[Outline records for named regions]
*****

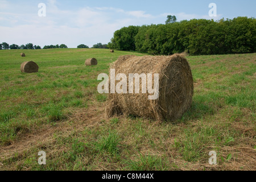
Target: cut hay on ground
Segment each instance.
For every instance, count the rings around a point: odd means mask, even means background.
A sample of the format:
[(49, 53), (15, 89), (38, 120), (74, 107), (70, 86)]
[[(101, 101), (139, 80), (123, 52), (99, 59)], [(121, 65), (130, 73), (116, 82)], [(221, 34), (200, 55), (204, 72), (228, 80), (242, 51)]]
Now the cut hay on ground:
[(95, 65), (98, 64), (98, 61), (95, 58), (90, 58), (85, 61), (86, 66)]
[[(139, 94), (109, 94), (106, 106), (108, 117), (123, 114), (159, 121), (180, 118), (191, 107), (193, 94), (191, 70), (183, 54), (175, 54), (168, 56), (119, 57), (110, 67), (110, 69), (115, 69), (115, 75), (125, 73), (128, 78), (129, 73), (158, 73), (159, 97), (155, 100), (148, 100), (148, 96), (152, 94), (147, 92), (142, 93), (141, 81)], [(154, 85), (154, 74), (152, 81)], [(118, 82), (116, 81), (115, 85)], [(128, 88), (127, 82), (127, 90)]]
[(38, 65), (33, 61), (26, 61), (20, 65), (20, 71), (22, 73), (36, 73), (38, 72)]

*****

• _EXERCISE GOAL_:
Copy every one of the lines above word for word, leaving the picture out of your copy.

• _SOLUTION FOR THIS PROBLEM_:
Target: cut hay on ground
Segment each instance.
For every instance, count the rings around a point: odd means mask, even means background.
A sample of the format:
[(49, 53), (15, 89), (38, 120), (74, 107), (70, 86)]
[[(101, 101), (139, 80), (123, 52), (99, 59)], [(121, 65), (130, 73), (116, 82)], [(221, 34), (200, 55), (204, 72), (228, 80), (242, 51)]]
Now the cut hay on ground:
[(95, 65), (98, 64), (98, 61), (95, 58), (90, 58), (85, 61), (86, 66)]
[[(139, 94), (109, 94), (106, 106), (108, 117), (123, 114), (159, 121), (180, 118), (191, 107), (193, 94), (191, 70), (183, 54), (175, 54), (168, 56), (119, 57), (110, 67), (110, 69), (115, 69), (115, 75), (125, 73), (128, 78), (129, 73), (158, 73), (159, 97), (155, 100), (148, 100), (148, 96), (152, 94), (147, 92), (142, 93), (141, 81)], [(154, 85), (154, 74), (152, 81)], [(118, 82), (116, 81), (115, 85)], [(128, 88), (127, 82), (127, 90)]]
[(38, 65), (33, 61), (26, 61), (20, 65), (20, 71), (22, 73), (36, 73), (38, 72)]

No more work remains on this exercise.